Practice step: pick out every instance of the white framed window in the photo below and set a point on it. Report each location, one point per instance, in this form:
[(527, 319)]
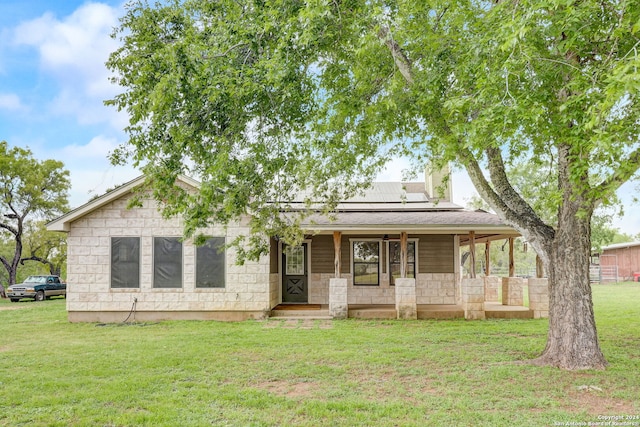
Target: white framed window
[(211, 263), (365, 261), (394, 259), (167, 262), (125, 262)]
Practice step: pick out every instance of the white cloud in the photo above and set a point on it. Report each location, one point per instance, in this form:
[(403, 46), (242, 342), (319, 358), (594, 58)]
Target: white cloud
[(73, 51), (11, 102)]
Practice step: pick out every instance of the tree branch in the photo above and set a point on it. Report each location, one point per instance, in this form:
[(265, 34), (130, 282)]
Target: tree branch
[(507, 202), (621, 175), (399, 57)]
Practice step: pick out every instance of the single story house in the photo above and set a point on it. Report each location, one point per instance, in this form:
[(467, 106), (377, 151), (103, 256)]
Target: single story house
[(131, 259)]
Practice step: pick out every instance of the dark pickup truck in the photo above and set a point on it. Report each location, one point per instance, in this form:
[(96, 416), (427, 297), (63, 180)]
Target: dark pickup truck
[(37, 288)]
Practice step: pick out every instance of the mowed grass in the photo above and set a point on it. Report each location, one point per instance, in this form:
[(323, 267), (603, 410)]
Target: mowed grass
[(310, 373)]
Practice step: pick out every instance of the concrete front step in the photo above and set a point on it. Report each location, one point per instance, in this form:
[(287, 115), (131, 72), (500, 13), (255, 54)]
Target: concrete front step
[(300, 314)]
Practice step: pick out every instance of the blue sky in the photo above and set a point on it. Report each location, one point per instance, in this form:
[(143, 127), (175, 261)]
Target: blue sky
[(53, 83)]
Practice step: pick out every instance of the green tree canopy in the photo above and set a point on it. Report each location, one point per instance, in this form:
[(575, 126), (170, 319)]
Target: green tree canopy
[(260, 99), (29, 189)]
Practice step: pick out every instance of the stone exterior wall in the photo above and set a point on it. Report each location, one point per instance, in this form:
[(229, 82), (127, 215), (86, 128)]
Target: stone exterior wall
[(436, 288), (88, 274), (431, 288), (539, 297), (319, 288)]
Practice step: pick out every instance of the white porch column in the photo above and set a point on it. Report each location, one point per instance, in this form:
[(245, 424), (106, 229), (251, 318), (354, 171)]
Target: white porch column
[(473, 298), (338, 307), (406, 301), (539, 297)]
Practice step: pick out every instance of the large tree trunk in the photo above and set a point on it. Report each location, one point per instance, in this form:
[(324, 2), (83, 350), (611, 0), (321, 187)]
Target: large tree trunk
[(572, 341)]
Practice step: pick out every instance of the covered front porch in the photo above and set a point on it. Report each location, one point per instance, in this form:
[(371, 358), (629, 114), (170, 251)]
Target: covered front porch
[(402, 291), (388, 311)]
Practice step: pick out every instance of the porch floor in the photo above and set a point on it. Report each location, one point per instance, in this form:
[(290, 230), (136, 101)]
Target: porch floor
[(493, 310)]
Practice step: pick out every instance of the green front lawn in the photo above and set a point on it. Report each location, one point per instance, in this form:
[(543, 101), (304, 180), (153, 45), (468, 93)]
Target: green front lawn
[(309, 373)]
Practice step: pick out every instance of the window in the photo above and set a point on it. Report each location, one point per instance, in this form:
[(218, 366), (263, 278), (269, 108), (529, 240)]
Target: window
[(167, 262), (394, 260), (125, 262), (210, 264), (366, 263)]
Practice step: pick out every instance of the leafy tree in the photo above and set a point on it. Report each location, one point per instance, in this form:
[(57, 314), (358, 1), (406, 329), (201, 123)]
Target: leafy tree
[(28, 189), (259, 99), (45, 247)]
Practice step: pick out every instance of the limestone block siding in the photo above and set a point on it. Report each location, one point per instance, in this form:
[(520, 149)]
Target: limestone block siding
[(249, 288)]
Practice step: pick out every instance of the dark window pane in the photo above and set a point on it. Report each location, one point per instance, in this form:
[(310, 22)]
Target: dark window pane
[(210, 264), (167, 262), (125, 262), (366, 257)]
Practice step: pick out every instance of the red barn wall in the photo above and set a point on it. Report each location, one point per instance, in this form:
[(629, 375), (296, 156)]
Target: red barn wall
[(628, 260)]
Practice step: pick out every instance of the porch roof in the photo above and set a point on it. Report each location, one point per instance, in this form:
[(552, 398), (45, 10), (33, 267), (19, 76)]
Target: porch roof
[(485, 225)]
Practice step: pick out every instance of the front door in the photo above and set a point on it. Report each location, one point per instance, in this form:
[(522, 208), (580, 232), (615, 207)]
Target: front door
[(294, 274)]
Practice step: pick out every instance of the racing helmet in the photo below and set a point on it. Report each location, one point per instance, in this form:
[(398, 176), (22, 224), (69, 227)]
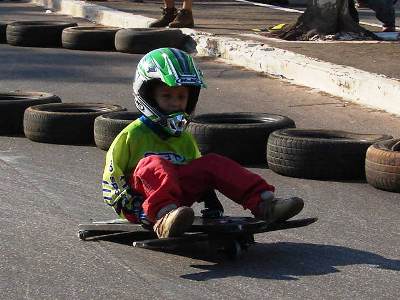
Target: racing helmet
[(173, 67)]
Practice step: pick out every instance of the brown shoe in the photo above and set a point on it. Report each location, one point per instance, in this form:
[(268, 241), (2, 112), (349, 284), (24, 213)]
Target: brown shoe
[(276, 210), (184, 19), (168, 15), (174, 223)]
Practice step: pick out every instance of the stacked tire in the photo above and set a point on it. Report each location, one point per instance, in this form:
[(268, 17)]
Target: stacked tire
[(382, 165), (320, 154), (108, 126), (64, 123), (94, 38), (36, 33), (239, 136)]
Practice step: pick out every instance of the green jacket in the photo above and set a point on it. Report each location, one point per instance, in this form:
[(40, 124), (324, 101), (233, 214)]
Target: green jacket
[(132, 144)]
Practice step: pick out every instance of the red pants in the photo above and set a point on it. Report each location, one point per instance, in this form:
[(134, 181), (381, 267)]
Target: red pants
[(163, 183)]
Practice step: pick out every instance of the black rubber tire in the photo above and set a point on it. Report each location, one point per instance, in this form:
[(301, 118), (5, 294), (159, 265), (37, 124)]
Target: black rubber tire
[(382, 165), (3, 27), (319, 154), (108, 126), (13, 105), (239, 136), (64, 123), (36, 33), (143, 40), (89, 38)]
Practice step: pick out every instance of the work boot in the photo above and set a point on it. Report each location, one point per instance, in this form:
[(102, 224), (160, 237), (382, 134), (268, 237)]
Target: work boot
[(184, 19), (174, 223), (168, 15), (273, 209)]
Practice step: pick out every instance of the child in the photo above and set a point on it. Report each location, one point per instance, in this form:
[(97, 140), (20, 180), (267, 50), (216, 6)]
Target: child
[(173, 18), (155, 157)]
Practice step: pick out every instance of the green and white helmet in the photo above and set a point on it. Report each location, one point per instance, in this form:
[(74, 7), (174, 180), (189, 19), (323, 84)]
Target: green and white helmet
[(173, 67)]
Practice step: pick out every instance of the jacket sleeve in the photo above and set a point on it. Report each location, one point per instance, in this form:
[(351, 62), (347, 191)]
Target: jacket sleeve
[(116, 191)]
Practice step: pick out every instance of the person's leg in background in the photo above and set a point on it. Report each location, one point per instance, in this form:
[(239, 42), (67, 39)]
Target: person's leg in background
[(168, 14), (384, 11), (184, 18)]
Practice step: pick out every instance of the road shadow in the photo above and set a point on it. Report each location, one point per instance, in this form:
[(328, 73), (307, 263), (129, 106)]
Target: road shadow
[(276, 261), (289, 261)]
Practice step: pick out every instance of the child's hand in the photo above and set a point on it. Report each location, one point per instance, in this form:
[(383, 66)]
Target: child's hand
[(212, 213)]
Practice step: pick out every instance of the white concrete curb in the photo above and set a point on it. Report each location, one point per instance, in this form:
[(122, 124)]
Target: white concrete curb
[(369, 89)]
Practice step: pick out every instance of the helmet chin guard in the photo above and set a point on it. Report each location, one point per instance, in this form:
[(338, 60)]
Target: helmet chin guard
[(177, 123), (174, 123)]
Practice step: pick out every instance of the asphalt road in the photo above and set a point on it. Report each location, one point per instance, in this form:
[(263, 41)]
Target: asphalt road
[(46, 190)]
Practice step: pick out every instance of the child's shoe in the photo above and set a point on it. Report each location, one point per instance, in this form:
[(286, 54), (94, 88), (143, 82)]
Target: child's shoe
[(174, 223), (168, 15), (184, 19), (388, 29), (273, 209)]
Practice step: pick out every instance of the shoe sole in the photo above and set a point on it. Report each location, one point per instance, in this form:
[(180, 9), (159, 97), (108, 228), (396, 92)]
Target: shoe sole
[(182, 222)]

EXERCISE AIM
Give the data from its first line through the line containing "[(211, 263), (365, 261), (394, 259), (167, 262), (125, 262)]", inclusive, as a Markdown table with the columns Row and Content, one numbered row per line. Omit blank lines and pictures.

TASK ANSWER
| Row | Content |
|---|---|
| 1 | Practice step: pick out every instance of the white framed window in the photo below and set a point on it. Report each location, one point per instance, in this form: |
| 2 | [(527, 319)] |
| 3 | Target: white framed window |
| 4 | [(211, 263), (365, 261), (394, 259), (167, 262), (125, 262)] |